* WRITTEN INSTRUCTION 1: Can you write out the records again from the line containing "Spot the red" through the end of the records, both ends included, changing every "stone" to "granite" and leaving everything else as it stands, with the pictures left out?

* SELECTED TEXT:
JUDGMENT 1. This second appeal has been filed under section 100 CPC arising out of the judgment and decree dated 27.9.2010 passed by the learned District Judge, Vidisha, in Civil Appeal No.25-A/2010, whereby the judgment and decree dated 29.3.2010 passed by the IV Civil Judge, Class II, Vidisha, in Civil Suit No.75-A/2009 has been affirmed. 2. According to the appellant, his fore-fathers had obtained ownership rights in relation to the land contained in survey No.47 measuring 2.257 hectares situated in village Mehdon,Tahsil Gyaraspur District Vidisha and as such his grand father Tarwar Singh was declared to be Bhumiswami by an order dated 21.2.1969 by the Sub-Divisional Officer, Vidisha, therefore, notification declaring the said land as reserved forest land could not have effect of affecting the title which has already vested in the plaintiff/appellant. According to the learned counsel for the appellant, since his grand-father was a Pakka Krishak at the time of enactment of Zamindari Abolition Act, 1951 as defined in section 2(e) of the said Act, therefore, Bhumiswami rights conferred on the appellant have been arbitrarily disturbed in the light of the notification dated July 25th 1986 declaring the said land as reserved forest. It is also submitted that the notification does not mention name of his village correctly, and therefore, such notification is not binding on the appellant. It is further submitted that in terms of the provisions contained in section 36 of the Indian Forest Act, 1927, service of notice was required to be effected personally on the plaintiff and in absence of such service, findings recorded by the Courts below are perverse. Learned counsel for the appellant has also submitted that the first appellate Court has not adverted to the merits of the case and has rejected the first appeal on the ground of non-maintainability of the civil suit in terms of the provisions contained in section 20 of the Indian Forest Act, 1927. 3. In support of the contention that appellant had become Bhumiswami, appellant has placed reliance on the judgment rendered by this Court in the case of Devi Singh and others v. State of M.P. and others, as reported in 2007 RN 107, wherein it is held that in terms of section 2 (c) of the Zamindari Abolition Act, 1951 Khudkasht” land of Zamindar recorded as “Beed” is to be treated as Khudkasht and not Beed.

* WRITTEN INSTRUCTION 2:
Answer these from the judgment above:
(a) What survey number does the land in dispute carry?
(b) Who passed the judgment and decree dated 27.9.2010?
(c) On what date was the notification declaring the land reserved forest issued?

* MATERIAL SHOWN:
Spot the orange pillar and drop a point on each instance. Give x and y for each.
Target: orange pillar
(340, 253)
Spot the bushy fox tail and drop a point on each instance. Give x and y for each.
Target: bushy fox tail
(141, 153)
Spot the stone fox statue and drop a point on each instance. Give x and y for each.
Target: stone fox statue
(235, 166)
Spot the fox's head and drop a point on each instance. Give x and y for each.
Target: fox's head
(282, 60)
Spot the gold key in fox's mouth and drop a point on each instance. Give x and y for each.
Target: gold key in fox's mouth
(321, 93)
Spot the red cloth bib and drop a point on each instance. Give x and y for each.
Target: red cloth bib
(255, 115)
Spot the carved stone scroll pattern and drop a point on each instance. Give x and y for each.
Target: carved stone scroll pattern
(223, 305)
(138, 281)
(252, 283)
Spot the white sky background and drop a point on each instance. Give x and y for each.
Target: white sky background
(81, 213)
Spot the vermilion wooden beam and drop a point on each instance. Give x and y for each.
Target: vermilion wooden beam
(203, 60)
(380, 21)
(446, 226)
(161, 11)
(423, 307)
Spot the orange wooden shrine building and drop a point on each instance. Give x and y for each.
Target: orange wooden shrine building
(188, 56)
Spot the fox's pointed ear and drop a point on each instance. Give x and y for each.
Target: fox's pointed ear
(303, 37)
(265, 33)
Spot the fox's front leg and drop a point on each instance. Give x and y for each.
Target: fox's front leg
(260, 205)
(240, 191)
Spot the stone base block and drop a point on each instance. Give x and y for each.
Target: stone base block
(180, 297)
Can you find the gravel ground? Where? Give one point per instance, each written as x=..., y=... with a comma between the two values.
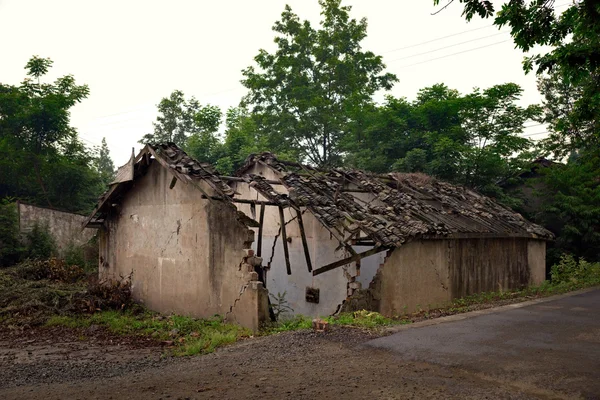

* EXERCISE OUTPUT 1:
Spot the red cloth bib and drop a point on each instance. Give x and y for each.
Target: red cloth bib
(255, 115)
Spot the carved granite scroll pattern and drop a point on each instance. Give x and y for each.
Target: carved granite scroll pattern
(223, 305)
(138, 281)
(252, 283)
Spot the white sky background and drop a point on each instance. Give x and y for each.
Target: white sky background
(81, 213)
Spot the vermilion wooden beam and drop a point on each instance. Give x and y for each.
Target: vermilion wooden beam
(203, 60)
(380, 21)
(446, 226)
(161, 11)
(423, 307)
Spot the orange wooden shrine building and drop a point on each instance. Give x and y for each.
Target: orange wooden shrine building
(188, 56)
Spot the fox's pointed ear and drop a point on each instance. Give x and y for each.
Target: fox's pointed ear
(303, 37)
(265, 33)
Spot the fox's front leg and drop a point on each instance. Give x and y for each.
Target: fox's front leg
(260, 205)
(240, 191)
Spot the granite base block and drop a point on each instance. Give x and y for each.
Target: granite base block
(180, 297)
Can you find the gravel ground? Where? Give one point per instance, each written as x=..., y=... with a comma between the two values.

* EXERCISE OUTPUT 2:
(a) Survey No.47
(b) The learned District Judge, Vidisha
(c) July 25th 1986